Goal of the exercise
Starting at the first line of the entries, extract each line up to and including the one that contains "indicate the blue flower", but leave out the pictures.

Data to use
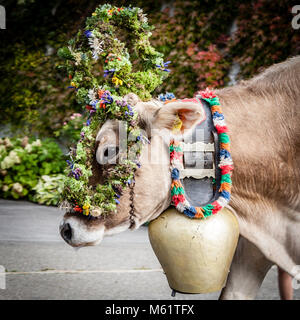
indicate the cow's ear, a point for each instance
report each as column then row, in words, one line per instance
column 179, row 116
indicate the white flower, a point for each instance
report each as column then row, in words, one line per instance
column 28, row 148
column 7, row 142
column 77, row 57
column 96, row 45
column 37, row 143
column 17, row 187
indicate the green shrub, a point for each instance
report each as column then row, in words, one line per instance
column 23, row 162
column 49, row 189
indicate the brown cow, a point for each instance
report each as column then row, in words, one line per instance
column 264, row 122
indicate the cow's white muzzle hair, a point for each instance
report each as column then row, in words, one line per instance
column 77, row 234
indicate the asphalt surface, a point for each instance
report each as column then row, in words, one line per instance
column 39, row 265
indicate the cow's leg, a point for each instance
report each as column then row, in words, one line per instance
column 247, row 271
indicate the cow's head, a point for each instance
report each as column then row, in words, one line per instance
column 151, row 193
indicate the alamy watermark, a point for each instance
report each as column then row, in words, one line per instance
column 2, row 278
column 2, row 18
column 296, row 19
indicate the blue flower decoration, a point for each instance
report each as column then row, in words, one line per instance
column 88, row 33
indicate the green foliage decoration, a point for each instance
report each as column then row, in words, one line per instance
column 101, row 73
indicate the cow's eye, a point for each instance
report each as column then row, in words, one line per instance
column 107, row 155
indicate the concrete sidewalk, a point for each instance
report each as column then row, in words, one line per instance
column 40, row 265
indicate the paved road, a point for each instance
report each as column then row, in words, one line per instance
column 40, row 265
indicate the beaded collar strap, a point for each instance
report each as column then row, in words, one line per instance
column 225, row 163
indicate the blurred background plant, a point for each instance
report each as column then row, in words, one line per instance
column 30, row 168
column 210, row 43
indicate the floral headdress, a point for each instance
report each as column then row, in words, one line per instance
column 101, row 73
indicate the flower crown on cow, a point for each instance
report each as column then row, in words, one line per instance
column 101, row 71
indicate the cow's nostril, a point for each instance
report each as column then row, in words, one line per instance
column 66, row 232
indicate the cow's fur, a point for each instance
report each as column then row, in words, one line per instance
column 264, row 123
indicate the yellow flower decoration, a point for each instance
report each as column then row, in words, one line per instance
column 177, row 125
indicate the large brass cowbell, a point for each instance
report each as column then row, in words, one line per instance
column 195, row 254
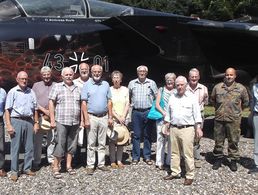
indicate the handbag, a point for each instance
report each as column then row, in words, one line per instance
column 154, row 114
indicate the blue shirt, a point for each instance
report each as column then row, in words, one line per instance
column 142, row 94
column 21, row 103
column 2, row 101
column 255, row 97
column 96, row 95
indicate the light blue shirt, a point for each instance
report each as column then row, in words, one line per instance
column 2, row 101
column 96, row 95
column 142, row 94
column 21, row 103
column 254, row 105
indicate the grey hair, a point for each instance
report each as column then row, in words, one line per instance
column 181, row 78
column 170, row 75
column 65, row 69
column 45, row 69
column 194, row 70
column 142, row 66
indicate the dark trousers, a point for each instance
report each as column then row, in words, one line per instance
column 2, row 140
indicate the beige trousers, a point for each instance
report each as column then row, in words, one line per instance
column 182, row 141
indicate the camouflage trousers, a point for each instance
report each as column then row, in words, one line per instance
column 231, row 131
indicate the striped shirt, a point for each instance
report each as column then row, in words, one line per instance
column 142, row 94
column 67, row 101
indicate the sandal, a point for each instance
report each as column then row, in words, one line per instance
column 57, row 174
column 71, row 171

Response for this exercise
indicate the cow's ear, a point for each instance
report each as column then row, in words, one line per instance
column 179, row 116
indicate the white flower, a point for each instance
report each as column then row, in words, one line per instance
column 28, row 148
column 7, row 142
column 77, row 57
column 96, row 45
column 37, row 143
column 17, row 187
indicate the green shrub, a point for each instance
report each as column then row, in words, one line per instance
column 23, row 162
column 49, row 189
indicate the brown cow, a point for each instance
report each as column then row, in words, one line per instance
column 264, row 122
indicate the cow's white muzzle hair, a point for each instance
report each as column then row, in words, one line per instance
column 77, row 234
indicate the asphalt surface, a point for each instance
report each as column then row, in words, one line per instance
column 39, row 265
indicate the cow's leg, a point for each instance
report each as column then row, in words, one line per instance
column 247, row 271
indicate the cow's head, a point for each instance
report each as column then row, in words, one line per instance
column 151, row 193
indicate the alamy watermark, a point for each instance
report each as column then row, in words, one line per instance
column 2, row 278
column 2, row 18
column 296, row 19
indicate the blue flower decoration, a point for each instance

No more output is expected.